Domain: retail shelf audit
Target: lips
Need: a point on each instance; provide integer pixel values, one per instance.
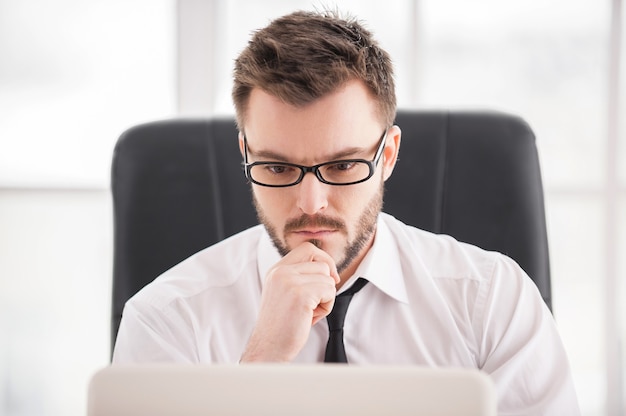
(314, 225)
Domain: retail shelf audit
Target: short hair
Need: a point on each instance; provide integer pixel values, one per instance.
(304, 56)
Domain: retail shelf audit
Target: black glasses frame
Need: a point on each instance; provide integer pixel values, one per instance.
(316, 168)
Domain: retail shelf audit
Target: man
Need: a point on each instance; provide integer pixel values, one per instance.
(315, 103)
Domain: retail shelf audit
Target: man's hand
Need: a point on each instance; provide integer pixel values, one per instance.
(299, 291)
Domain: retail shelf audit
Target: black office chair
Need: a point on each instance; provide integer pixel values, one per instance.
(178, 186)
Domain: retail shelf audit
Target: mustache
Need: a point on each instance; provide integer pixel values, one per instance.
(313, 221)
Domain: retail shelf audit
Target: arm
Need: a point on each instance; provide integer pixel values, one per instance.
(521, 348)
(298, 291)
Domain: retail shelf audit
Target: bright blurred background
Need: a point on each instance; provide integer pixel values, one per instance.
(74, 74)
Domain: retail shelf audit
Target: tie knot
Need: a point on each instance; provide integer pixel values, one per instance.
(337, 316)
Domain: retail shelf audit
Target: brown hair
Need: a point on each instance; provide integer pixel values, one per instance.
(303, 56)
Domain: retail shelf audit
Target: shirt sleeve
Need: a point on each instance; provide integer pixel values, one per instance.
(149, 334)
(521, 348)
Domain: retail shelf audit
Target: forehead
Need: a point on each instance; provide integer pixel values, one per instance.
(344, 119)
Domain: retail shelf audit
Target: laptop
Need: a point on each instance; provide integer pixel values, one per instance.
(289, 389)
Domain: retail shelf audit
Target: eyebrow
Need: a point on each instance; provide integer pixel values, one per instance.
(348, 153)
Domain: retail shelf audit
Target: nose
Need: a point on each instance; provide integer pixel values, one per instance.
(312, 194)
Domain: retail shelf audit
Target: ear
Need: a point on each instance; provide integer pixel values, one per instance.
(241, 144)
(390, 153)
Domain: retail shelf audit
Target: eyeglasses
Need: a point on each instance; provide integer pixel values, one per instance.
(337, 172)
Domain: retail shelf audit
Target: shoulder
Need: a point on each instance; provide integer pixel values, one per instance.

--

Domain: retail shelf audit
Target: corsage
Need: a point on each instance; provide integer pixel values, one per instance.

ACTIVITY: As the answer, set down only the lines from the data above between the one holding "Target: arm" and the one holding "Target: ear", inclusive, exactly as they read.

REPLY:
Target: arm
Need: a point on each instance; provide integer pixel values, one per instance.
(521, 348)
(298, 291)
Domain: retail shelf audit
Target: bright blurred background
Need: a point on each instance; provide integer pixel values, one per instance.
(74, 74)
Domain: retail shelf audit
Target: tie knot
Need: a point on each instance; provide integer pixel values, one per instance.
(337, 316)
Domain: retail shelf audit
Target: brown hair
Need: a point on each instance; provide integer pixel values, one per instance.
(303, 56)
Domain: retail shelf audit
Target: shirt sleeve
Need: a point on each instance; provide integer pixel values, one per instance.
(149, 334)
(521, 348)
Domain: retail shelf audit
Target: forehead
Need: a point on each instance; provide integer pixel values, one per instance.
(344, 119)
Domain: retail shelf audit
Target: laptop
Need: a point on each instance; provide integer pixel values, one per instance.
(289, 389)
Domain: retail shelf audit
Target: eyebrow
Need: a point on each instance; provide integer pixel values, one per instance.
(348, 153)
Domain: retail shelf audit
Target: nose
Need: a point on each instance; provide integer pixel values, one per instance.
(312, 194)
Domain: retail shelf audit
Target: ear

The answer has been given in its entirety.